Content starts

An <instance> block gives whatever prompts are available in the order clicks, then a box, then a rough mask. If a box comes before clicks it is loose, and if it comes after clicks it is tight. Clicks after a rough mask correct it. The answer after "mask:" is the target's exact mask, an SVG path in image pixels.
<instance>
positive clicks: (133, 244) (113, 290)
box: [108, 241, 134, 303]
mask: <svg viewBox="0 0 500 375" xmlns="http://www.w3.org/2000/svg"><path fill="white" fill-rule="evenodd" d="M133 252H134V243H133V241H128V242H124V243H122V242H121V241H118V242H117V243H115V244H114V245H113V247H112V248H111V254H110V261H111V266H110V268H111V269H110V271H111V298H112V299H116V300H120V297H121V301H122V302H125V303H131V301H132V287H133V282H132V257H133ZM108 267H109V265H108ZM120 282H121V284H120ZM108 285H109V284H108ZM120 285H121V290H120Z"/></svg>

Content ends

_Exercise aim_
Whenever the string "instance" shows up in a line of the entries, copy that line.

_Answer space_
An <instance> block gives whatever prompts are available in the order clicks, then a box, then a rough mask. If a box comes before clicks it is loose, and if it comes after clicks it is tight. Clicks after a rough mask correct it. The answer after "mask:" is the target's exact mask, an SVG path in image pixels.
<instance>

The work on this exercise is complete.